Exercise
Would you repeat every line of the data exactly?

[Referring expression data]
________________________________________

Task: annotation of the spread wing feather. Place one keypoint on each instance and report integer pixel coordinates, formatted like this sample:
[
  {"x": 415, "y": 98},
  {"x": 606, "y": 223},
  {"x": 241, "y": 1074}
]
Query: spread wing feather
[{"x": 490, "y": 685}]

________________________________________

Answer space
Task: annotation of the spread wing feather. Place one keypoint on each instance and report integer pixel coordinates, formatted like this sample:
[
  {"x": 415, "y": 98},
  {"x": 606, "y": 223},
  {"x": 241, "y": 1074}
]
Query: spread wing feather
[{"x": 490, "y": 685}]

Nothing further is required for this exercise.